■ **WORK TO BE COMPLETED**
Copy out, unchanged, the stretch of rows below from the line containing "every aircraft wing" through the line containing "[504,291,580,321]", including both of those lines. Return nothing else.

■ **INPUT ROWS**
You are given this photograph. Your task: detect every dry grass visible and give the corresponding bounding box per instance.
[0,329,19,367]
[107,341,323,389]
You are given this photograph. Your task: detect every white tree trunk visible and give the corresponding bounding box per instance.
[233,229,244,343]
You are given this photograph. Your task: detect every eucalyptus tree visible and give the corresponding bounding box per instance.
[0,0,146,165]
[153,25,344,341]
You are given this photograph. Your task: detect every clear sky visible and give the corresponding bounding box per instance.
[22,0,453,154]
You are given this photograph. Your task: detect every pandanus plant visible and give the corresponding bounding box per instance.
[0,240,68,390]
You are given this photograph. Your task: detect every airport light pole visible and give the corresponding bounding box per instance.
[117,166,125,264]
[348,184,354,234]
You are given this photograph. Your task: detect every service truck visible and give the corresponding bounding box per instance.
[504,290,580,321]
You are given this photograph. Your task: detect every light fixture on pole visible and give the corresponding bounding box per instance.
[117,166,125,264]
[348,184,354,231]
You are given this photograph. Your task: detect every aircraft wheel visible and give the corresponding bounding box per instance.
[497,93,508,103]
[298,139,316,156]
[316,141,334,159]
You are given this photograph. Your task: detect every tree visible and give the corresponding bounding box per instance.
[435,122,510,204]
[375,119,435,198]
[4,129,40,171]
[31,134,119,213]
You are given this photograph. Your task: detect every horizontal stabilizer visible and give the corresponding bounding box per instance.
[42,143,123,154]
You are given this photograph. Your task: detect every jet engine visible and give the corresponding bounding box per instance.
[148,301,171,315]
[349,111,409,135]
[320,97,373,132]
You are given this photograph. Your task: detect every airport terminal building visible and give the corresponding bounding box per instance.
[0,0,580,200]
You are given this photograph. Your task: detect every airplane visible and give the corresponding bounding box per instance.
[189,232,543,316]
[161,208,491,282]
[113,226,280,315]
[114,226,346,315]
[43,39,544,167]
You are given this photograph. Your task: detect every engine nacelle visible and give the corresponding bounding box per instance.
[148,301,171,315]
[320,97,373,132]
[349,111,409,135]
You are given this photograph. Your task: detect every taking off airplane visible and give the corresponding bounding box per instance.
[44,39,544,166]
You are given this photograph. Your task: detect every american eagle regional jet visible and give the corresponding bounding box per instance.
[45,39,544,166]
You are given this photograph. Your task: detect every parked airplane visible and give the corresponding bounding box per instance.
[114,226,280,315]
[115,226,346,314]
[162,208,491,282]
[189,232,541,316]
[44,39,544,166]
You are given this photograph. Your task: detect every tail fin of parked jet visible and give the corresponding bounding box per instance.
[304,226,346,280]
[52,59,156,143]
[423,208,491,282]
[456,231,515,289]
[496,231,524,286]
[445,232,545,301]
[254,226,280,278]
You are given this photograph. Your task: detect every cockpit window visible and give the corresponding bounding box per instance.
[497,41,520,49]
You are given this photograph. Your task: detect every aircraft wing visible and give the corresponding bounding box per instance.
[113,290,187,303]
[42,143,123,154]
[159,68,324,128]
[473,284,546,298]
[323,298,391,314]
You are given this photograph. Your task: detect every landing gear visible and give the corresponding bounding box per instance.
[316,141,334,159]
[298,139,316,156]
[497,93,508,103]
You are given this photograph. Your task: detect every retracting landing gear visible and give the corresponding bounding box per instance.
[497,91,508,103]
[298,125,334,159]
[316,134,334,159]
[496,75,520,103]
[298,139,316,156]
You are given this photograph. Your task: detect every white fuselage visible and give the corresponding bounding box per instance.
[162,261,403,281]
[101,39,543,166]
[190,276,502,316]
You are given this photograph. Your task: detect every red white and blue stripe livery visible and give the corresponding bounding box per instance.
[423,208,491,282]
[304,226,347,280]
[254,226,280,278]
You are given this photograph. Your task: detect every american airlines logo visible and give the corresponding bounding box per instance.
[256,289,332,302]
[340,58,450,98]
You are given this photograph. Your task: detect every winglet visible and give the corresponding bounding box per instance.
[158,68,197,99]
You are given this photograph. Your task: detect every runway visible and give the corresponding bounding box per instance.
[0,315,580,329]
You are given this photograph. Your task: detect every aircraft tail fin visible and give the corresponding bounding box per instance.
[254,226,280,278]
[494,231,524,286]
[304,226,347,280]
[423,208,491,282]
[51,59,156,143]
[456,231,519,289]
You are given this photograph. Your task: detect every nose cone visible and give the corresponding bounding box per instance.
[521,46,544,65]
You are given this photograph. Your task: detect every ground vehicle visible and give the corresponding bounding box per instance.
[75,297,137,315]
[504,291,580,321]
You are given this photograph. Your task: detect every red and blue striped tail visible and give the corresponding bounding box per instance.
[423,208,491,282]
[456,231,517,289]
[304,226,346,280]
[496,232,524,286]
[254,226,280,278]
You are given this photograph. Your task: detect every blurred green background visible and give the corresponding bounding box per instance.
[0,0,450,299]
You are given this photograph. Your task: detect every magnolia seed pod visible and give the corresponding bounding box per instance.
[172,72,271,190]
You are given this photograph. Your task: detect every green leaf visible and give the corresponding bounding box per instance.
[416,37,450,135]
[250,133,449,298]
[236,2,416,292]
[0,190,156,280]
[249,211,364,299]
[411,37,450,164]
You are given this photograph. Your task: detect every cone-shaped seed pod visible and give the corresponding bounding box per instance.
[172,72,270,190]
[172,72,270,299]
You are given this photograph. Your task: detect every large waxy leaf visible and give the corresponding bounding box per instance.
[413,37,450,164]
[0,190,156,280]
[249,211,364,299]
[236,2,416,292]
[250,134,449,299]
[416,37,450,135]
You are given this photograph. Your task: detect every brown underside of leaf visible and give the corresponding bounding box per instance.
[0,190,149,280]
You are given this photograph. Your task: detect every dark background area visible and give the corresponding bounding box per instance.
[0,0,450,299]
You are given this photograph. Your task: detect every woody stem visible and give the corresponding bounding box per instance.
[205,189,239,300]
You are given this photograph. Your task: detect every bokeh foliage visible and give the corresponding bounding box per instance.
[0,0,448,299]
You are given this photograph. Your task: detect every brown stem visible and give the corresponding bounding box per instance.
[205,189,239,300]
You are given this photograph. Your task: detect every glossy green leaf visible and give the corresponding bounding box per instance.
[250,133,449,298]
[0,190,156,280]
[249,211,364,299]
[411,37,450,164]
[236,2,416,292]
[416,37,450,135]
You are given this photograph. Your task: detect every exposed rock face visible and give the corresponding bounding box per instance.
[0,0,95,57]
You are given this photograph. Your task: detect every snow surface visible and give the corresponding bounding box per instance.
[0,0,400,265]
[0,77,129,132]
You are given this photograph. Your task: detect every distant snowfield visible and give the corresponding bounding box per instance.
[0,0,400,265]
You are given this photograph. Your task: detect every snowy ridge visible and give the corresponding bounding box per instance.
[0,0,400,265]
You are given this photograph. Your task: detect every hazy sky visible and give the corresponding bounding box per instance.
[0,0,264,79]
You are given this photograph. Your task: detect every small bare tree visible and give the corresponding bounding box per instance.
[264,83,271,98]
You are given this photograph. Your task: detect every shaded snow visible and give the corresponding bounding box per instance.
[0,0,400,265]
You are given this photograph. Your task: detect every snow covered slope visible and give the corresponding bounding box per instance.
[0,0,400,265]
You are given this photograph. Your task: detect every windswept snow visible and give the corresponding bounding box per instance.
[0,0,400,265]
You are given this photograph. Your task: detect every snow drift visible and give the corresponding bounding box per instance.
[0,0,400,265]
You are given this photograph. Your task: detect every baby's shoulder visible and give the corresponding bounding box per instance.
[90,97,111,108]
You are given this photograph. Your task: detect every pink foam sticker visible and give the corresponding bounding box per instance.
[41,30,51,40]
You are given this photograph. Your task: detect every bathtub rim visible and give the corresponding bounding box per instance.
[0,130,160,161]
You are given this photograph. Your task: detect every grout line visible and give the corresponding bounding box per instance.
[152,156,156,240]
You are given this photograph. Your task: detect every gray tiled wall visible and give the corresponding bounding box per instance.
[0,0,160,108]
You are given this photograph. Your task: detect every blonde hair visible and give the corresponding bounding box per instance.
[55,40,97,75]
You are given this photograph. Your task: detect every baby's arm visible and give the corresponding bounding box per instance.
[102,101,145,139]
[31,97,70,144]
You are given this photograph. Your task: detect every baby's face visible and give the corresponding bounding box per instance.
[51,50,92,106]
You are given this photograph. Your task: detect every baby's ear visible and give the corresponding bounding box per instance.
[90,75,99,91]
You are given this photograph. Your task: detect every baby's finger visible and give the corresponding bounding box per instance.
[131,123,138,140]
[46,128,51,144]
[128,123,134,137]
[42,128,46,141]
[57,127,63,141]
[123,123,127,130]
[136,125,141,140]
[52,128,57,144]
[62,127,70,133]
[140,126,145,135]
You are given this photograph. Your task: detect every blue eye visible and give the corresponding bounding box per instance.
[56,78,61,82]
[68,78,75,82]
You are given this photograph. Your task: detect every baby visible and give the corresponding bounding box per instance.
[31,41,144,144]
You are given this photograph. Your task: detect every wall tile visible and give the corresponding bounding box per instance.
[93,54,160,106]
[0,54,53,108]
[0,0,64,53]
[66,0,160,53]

■ **TASK OUTPUT**
You are given this photograph. Your task: detect every aircraft wing visible and give the corresponding bounding box per instance.
[113,290,187,303]
[42,143,123,154]
[159,68,324,128]
[473,284,546,298]
[323,298,391,314]
You are given this photograph. Your task: detect every landing gear visible and give the corresponding bounding box per instance.
[316,141,334,159]
[298,139,316,156]
[497,93,508,103]
You are given this photograph. Your task: detect every retracting landing gear visible and give the corresponding bounding box per instance.
[497,91,508,103]
[298,125,334,159]
[316,134,334,159]
[496,75,520,103]
[298,139,316,156]
You are given this photograph. Your task: detect every white fuselage visible and give the corresponding bounding box per instance.
[162,261,403,281]
[101,39,543,166]
[190,276,502,316]
You are given this photograph. Your task: detect every red white and blue stripe livery visible and give the corresponding bounding box per instance.
[423,208,491,282]
[304,226,347,280]
[254,226,280,278]
You are given this photograph. Your task: detect every american airlines logo visible and give the corresponding bounding box per instance.
[256,289,332,302]
[340,58,450,98]
You are given this photograph. Your task: detect every winglet visible and give the corresponding bounding box per instance.
[158,68,197,99]
You are given this photograph. Your task: detect every runway visible and give the corresponding bounding box per instance.
[0,315,580,329]
You are given this photograph. Your task: detect every aircraft tail fin visible and give the corresponding bounding box per instance.
[254,226,280,278]
[494,231,524,286]
[304,226,347,280]
[423,208,491,282]
[51,59,156,143]
[456,231,519,289]
You are given this photograph. Your task: detect every nose cone visible and give the corresponding bounding box per instance.
[521,46,544,65]
You are given this photograph. Your task: detect every ground vehicle visible and give the corresponding bounding box per instance.
[75,297,137,315]
[504,291,580,321]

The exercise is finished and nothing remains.